*SUPPLIED ENTRIES*.
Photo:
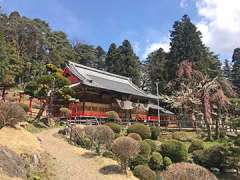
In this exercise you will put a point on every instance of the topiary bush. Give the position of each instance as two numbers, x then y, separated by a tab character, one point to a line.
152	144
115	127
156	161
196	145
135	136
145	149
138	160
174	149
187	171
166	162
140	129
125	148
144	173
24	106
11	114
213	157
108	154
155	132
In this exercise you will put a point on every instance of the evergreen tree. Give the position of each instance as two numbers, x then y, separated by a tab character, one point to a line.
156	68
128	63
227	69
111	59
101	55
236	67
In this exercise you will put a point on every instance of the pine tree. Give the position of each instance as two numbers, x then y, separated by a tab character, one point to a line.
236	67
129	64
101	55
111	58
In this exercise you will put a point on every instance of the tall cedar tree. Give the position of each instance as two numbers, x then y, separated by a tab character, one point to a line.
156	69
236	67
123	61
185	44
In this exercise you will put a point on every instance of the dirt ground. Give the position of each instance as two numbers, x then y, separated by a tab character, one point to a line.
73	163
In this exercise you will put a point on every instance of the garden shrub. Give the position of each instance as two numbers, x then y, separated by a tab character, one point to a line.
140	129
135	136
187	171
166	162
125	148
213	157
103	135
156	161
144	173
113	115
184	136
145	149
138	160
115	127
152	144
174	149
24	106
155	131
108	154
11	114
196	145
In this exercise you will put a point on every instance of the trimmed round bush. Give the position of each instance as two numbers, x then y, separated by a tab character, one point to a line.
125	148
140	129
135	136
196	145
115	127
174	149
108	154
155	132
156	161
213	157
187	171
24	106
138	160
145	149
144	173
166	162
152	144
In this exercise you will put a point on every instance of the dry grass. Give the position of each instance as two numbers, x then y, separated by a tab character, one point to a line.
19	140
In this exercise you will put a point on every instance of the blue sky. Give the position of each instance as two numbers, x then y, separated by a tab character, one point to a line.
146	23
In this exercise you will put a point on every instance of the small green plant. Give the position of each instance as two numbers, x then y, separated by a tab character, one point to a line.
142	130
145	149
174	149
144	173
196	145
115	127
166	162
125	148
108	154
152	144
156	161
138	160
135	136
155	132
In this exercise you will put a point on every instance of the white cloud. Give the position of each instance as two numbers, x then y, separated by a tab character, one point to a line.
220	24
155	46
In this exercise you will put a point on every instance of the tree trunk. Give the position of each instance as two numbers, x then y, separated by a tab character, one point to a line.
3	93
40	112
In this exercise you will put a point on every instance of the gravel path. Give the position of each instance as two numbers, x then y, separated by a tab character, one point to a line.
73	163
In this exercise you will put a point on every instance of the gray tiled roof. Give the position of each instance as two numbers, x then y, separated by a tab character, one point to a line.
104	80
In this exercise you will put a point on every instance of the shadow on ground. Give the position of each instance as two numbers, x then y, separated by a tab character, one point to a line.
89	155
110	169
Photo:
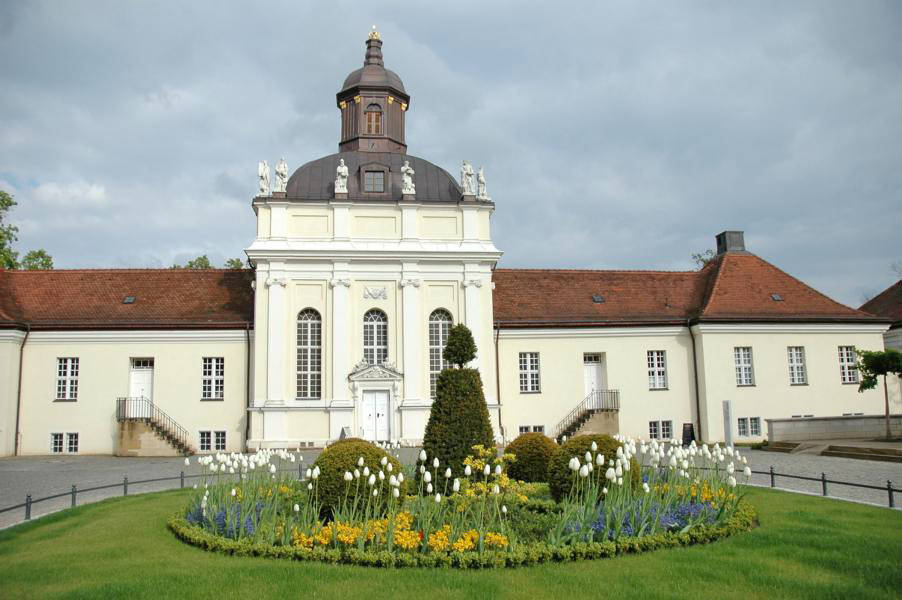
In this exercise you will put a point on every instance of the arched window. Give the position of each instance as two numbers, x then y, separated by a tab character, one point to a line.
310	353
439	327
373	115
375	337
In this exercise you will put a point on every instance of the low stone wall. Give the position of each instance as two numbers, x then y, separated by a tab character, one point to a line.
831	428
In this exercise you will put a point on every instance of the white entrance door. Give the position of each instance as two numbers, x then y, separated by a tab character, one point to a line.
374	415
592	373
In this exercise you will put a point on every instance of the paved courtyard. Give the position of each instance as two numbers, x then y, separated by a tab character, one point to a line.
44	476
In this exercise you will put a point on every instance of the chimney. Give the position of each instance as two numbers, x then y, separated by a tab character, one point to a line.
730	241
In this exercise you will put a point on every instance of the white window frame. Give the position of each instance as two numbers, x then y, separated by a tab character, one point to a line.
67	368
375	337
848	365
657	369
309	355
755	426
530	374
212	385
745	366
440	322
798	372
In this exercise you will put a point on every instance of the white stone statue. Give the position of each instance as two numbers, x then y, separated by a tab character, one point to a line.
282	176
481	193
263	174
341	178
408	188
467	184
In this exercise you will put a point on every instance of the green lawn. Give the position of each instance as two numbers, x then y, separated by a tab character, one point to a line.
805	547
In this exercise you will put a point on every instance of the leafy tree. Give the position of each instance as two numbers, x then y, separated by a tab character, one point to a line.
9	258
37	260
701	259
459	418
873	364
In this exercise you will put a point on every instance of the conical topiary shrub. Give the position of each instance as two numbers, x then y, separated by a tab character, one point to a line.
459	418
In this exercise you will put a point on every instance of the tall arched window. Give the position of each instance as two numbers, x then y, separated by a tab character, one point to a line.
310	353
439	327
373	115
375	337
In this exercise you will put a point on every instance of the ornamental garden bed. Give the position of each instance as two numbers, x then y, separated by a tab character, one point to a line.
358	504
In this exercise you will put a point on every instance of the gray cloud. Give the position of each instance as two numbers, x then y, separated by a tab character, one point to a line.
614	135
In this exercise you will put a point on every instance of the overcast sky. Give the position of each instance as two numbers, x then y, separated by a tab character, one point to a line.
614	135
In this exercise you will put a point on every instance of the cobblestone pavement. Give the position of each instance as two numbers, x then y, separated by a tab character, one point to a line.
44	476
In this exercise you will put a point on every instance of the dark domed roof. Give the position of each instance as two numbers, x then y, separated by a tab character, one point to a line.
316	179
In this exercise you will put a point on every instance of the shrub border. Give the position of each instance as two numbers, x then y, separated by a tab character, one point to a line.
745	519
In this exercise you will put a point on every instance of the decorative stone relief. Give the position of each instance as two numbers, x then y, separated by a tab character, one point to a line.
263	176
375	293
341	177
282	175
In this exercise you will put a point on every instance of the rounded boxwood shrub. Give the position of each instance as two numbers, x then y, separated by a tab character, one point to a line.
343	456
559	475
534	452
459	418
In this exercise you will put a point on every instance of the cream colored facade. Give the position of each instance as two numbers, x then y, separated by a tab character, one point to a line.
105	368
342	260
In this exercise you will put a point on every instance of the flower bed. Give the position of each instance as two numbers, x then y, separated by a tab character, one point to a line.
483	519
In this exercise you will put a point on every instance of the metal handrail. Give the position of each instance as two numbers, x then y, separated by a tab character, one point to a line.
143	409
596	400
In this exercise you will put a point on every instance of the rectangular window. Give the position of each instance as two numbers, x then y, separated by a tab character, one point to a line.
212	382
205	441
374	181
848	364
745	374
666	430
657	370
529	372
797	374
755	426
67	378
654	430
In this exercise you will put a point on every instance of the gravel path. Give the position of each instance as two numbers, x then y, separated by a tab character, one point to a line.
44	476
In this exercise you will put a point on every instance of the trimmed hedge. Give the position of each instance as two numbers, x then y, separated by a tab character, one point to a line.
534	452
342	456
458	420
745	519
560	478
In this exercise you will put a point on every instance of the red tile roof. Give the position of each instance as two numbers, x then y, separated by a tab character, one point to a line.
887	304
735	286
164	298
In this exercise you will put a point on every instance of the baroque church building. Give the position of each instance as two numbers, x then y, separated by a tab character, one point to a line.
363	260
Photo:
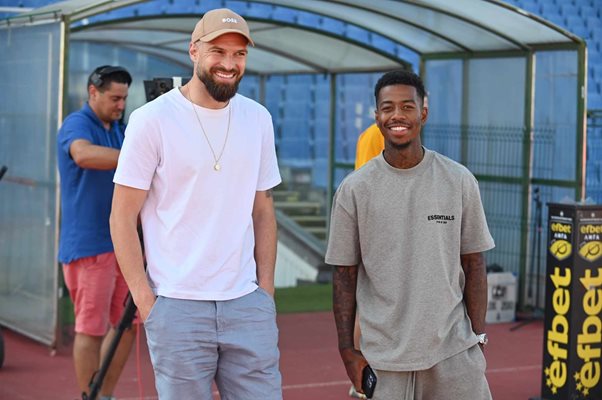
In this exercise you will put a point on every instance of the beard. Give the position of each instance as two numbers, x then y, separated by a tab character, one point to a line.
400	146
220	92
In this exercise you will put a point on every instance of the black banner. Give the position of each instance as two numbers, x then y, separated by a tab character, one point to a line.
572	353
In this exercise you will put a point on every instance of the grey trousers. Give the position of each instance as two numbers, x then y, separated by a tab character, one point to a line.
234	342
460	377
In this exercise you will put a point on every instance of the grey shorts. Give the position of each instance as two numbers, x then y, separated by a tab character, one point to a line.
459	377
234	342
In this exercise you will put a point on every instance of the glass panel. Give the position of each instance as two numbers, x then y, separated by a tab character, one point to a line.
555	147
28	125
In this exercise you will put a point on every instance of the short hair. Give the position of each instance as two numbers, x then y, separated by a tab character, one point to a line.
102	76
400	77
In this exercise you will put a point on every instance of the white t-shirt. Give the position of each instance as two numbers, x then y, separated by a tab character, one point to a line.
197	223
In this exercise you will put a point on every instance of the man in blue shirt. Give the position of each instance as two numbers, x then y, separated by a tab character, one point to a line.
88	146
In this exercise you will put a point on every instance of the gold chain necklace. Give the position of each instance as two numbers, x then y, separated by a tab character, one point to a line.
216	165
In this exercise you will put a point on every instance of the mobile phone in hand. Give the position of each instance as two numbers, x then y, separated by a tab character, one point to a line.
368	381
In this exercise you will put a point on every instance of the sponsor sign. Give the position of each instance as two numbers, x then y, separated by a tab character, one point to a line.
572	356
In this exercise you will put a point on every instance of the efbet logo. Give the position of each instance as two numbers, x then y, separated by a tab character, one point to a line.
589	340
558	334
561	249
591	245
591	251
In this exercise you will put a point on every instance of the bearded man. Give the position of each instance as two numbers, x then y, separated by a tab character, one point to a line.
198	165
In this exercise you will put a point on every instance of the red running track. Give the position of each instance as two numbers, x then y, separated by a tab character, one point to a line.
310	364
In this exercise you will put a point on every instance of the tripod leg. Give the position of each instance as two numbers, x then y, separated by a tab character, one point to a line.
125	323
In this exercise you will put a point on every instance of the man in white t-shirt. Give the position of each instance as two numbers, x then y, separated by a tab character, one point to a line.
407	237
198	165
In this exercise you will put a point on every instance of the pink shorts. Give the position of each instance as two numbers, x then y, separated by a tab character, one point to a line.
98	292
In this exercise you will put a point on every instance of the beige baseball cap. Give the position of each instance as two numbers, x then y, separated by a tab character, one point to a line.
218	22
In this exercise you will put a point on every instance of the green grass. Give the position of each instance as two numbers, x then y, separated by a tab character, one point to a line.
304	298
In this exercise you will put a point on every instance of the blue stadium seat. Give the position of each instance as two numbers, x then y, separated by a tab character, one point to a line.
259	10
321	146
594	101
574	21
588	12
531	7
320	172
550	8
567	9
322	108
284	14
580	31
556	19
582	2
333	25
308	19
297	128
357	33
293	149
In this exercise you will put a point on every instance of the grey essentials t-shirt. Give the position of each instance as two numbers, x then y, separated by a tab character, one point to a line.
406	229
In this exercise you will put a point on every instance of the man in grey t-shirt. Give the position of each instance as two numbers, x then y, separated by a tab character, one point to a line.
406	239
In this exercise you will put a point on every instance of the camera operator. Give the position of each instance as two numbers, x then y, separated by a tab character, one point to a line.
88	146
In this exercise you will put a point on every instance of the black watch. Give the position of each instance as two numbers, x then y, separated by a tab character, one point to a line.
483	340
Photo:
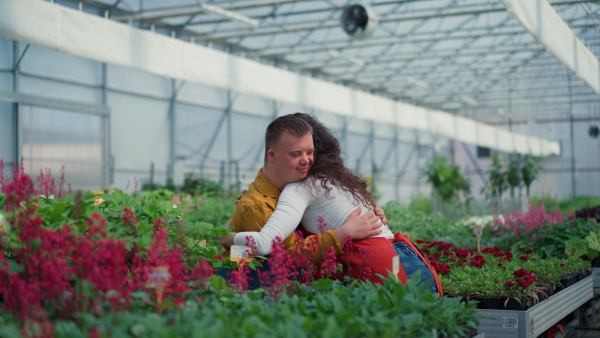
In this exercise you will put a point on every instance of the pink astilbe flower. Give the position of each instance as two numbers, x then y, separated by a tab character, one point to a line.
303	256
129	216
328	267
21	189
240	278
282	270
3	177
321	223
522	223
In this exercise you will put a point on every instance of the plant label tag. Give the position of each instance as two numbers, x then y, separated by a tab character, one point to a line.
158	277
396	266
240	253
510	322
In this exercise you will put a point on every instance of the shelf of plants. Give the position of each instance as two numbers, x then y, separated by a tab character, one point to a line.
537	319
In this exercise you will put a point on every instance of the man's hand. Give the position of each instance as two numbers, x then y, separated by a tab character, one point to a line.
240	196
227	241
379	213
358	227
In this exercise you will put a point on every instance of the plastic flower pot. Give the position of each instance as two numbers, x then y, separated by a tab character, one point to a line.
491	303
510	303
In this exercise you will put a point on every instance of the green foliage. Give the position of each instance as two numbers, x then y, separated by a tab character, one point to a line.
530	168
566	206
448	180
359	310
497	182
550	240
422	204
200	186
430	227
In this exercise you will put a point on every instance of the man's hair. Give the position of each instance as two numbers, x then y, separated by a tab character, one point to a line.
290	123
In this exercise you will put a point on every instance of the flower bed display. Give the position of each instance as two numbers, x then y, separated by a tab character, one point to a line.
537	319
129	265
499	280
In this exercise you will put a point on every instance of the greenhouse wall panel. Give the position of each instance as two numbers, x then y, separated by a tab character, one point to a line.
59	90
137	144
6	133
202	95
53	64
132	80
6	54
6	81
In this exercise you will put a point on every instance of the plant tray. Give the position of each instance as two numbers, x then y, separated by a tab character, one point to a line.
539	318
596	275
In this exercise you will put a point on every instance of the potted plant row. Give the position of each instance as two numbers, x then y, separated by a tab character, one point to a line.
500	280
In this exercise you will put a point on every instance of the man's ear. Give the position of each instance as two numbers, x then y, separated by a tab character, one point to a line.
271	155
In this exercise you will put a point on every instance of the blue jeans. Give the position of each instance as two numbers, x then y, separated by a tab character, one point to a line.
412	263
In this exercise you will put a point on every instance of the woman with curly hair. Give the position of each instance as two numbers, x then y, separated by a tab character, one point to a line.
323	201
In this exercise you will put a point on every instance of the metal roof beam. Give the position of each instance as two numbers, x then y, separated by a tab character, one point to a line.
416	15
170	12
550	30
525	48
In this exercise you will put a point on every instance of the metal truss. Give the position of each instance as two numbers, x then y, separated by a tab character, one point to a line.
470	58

*YOUR INSTRUCTIONS*. Only the lines from the one containing "flower bed display." through the end of the material should be reproduced, exactly, with both ends included.

*FINAL RESULT*.
In this exercise you will put a point on every instance of the flower bed display. Give the position of each instance as two numbers, x then y, separated by a tab character, one point to a line.
537	319
129	265
499	280
In this exercise you will put a point on every instance of the greenhouse wall panel. Give the position of each instance as two numbers, x then y, separated by a tab character, one point to a line.
59	90
137	144
6	133
202	95
53	64
132	80
6	54
6	81
In this exercise you will put a point on every instance of the plant tray. Give the position of each instance as two numbers, x then y, separated by a tab character, one point to a line.
539	318
596	275
In this exercise you will put a point on every instance of the potted plant row. Give the position of each instance as two numbers, x then y, separated by a tab character, one point to a line.
500	280
In this exercise you will put a point on every instance of the man's ear. Give the position of each instance as two numbers, x then y, separated by a tab character, one point to a line.
271	155
In this exercise you will put a point on every instance of the blue jeans. Give the position of each instance as two numbers, x then y, separated by a tab character, one point to a line.
412	263
In this exercise you will put a point on every instance of the woman with curly hair. Give the position of each instance as two numbers, x then y, separated by a tab character, one point to a line.
323	201
In this exercise you will put a point on every instance of the metal roof beam. Give the position of each instance as two numbers, x then y, separated by a tab character, one point to a line.
416	15
170	12
550	30
525	48
In this exercise you will put a point on every instance of the metal truss. Give the position of each instance as two numbers, x then y, separated by a tab character, one point to a line.
470	58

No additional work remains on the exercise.